[EXTRACTED TEXT]
........

6. So far as the first reason assigned by Mr. Mukherjee is concerned it must be noted that the impugned notices do not suffer the usual defect of not assigning any reason or ground whatsoever. They are specific in reciting that the classification of the plots is considered to be erroneous and such classification is proposed to be revised. They set out the plots and khatians with necessary particulars classification of which is considered erroneous requiring revision. Mr. Mallick, appearing on behalf of the respondents has produced the original records. Such records again indicate that in each case the initial order directing issue of the notice similarly recites the conclusion of the Revenue Officer that he had considered the entry as regards the classification to be erroneous which requires revision. I have referred hereinbefore to the affidavit of the Revenue Officer to show how and under what circumstances he came to the conclusion that the entries in this regard are erroneous.

The Revenue Officer has not as yet passed the final order and it is not permissible at this stage to question the sufficiency or otherwise of the materials on which he had arrived at his conclusions. A prima facie satisfaction supported by some material if it does not suffer from any lack of bona fides, is sufficient to confer jurisdiction on him to initiate the proceeding. On the facts of the present case I have satisfied myself that he had justly arrived at such a satisfaction. None of the disputed plots were recorded as tank fisheries in the previous settlement. Mr. Mallick has taken great pain in pointing out how individually these plots were described in the previous settlement with reference to the finally published C. S. records. It has not been disputed by Mr. Mukherjee that though most of these plots were described in the said settlement as Layekbeel, good number of them were described as sali (paddy lands) and danga. Along with these materials the Revenue Officer took into consideration the fact that even at the stage of field survey for the present revisional settlement these plots were not recorded as tank fisheries. Further the respondents claim the actual character of these plots to be more of paddy yielding than fishery. If these circumstances and materials had led the Revenue Officer to the prima facie satisfaction that the entries are erroneous in respect of classification, I am unable to hold that such satisfaction does not confer the jurisdiction on the Revenue Officer to initiate the proceeding under Section 44(2a) and launch an enquiry to ascertain the true character of these plots.

........

[DATA SHOWN]
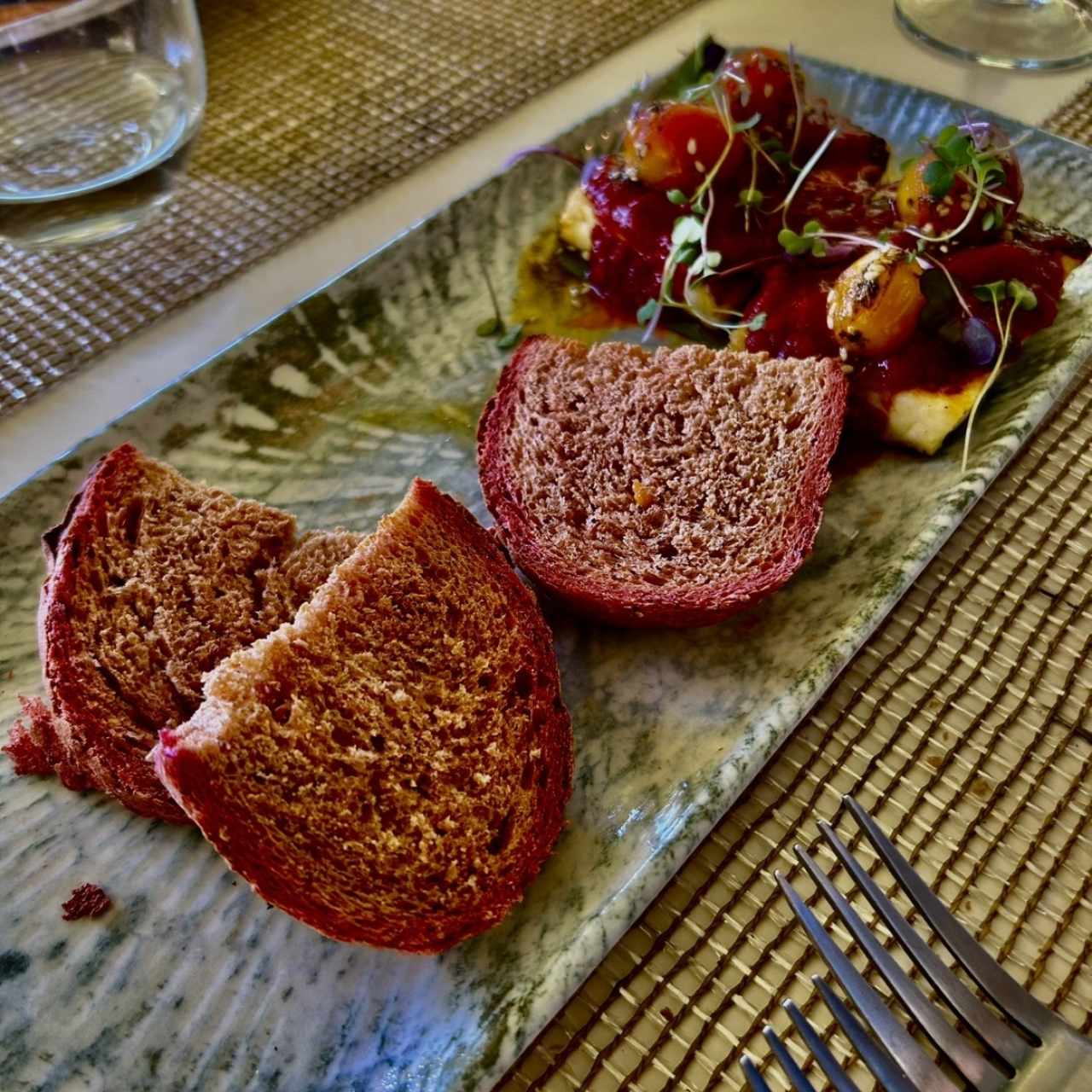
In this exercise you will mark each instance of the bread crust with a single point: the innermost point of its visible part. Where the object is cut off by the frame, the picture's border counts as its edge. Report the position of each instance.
(635, 605)
(82, 713)
(197, 782)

........

Continue the judgment on the Revenue Officer's notices to revise the plot classifications, picking up after its last sentence.

[OUTPUT OF THE EXERCISE]
Mr. Mukherjee, appearing on behalf of the petitioner, had contended that the entries in the previous settlement were based on the character of the plots as they stood in the year 1930 or 1932 and such character cannot be decisive of the nature of these plots as on the date of vesting. Mr. Mallick, however, has rightly answered that the adjudication is not yet final; what is the true nature of these plots on the date of vesting will be finally decided when the proceedings are concluded, but it is permissible for the Revenue Officer to consider the earlier records along with other circumstances to arrive at his primary satisfaction for initiating a proceeding under Section 44(2a) as done in the present case. I entirely agree with the view contended for by Mr. Mallick. The Revenue Officer was proceeding to arrive at the satisfaction not entirely on these entries in C. S. records. He was also considering the circumstances which were prevailing at or about the date of vesting as reflected by the Field Survey records and other facts and circumstances. I cannot question the correctness of his conclusion on assessment of these materials at this stage. He is yet to come to a final decision of his own which again is subject to an appeal on facts before the appellate tribunal.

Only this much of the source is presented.